Clean up the helpers used to compute the usual arithmetic conversions' result

type. Localize all of the logic within a single function rather than spreading
it throughout the class.

Also fixes a buglet where we failed to check for a RHS arithmetic type wider
than the LHS and return its canonical type. I've yet to produce a test case
that breaks because of this, but it was spotted by inspection by folks on the
IRC channel and is obviously correct now.

llvm-svn: 121633

clang/lib/Sema/SemaOverload.cpp

@@ -4571,45 +4571,6 @@ class BuiltinOperatorOverloadBuilder {
 
   static CanQualType ASTContext::* const ArithmeticTypes[NumArithmeticTypes];
 
-  // Accelerator table for performing the usual arithmetic conversions.
-  // The rules are basically:
-  //   - if either is floating-point, use the wider floating-point
-  //   - if same signedness, use the higher rank
-  //   - if same size, use unsigned of the higher rank
-  //   - use the larger type
-  // These rules, together with the axiom that higher ranks are
-  // never smaller, are sufficient to precompute all of these results
-  // *except* when dealing with signed types of higher rank.
-  // (we could precompute SLL x UI for all known platforms, but it's
-  // better not to make any assumptions).

Coordinate annotation entries:

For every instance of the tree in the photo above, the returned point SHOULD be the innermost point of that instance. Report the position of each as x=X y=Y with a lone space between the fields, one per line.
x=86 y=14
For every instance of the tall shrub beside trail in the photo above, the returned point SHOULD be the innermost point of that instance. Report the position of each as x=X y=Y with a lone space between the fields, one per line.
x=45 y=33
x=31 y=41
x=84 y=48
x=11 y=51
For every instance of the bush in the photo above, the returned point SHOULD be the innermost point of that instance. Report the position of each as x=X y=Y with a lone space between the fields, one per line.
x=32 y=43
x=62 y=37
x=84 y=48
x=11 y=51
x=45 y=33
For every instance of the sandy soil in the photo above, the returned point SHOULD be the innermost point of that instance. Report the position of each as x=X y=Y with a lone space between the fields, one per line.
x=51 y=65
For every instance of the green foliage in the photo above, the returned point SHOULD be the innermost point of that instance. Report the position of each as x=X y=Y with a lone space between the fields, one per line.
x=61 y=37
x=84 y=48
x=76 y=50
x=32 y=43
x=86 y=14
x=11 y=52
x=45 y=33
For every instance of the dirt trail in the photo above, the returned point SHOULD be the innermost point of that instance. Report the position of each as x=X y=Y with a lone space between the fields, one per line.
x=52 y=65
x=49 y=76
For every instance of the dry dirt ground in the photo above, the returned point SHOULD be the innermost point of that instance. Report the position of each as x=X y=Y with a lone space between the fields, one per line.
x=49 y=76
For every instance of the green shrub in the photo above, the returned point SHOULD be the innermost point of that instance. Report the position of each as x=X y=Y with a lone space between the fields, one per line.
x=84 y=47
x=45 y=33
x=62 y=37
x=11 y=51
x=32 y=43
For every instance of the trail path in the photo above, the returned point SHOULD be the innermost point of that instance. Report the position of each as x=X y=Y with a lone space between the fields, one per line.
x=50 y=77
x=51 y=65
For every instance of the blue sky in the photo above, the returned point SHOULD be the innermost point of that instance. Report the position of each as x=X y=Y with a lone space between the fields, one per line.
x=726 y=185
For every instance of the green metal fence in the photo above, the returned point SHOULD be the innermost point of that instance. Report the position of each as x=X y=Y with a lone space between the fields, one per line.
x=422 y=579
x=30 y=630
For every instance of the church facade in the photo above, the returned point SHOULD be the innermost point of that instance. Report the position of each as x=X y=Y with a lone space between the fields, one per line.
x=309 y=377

▶ **PARTS OF THE EXERCISE**
1) Answer these questions about the commit text:
(a) What number follows "llvm-svn:"?
(b) What file path is shown before the diff?
(c) In the removed comment, what should be used if either type is floating-point?
2) Identify every line in the listing that contains the string "shrub", where case matters. Copy each such line in full.

▶ **SOLUTIONS TO THE EXERCISE**
1)
(a) 121633
(b) clang/lib/Sema/SemaOverload.cpp
(c) The wider floating-point type.

2)
For every instance of the tall shrub beside trail in the photo above, the returned point SHOULD be the innermost point of that instance. Report the position of each as x=X y=Y with a lone space between the fields, one per line.
For every instance of the green shrub in the photo above, the returned point SHOULD be the innermost point of that instance. Report the position of each as x=X y=Y with a lone space between the fields, one per line.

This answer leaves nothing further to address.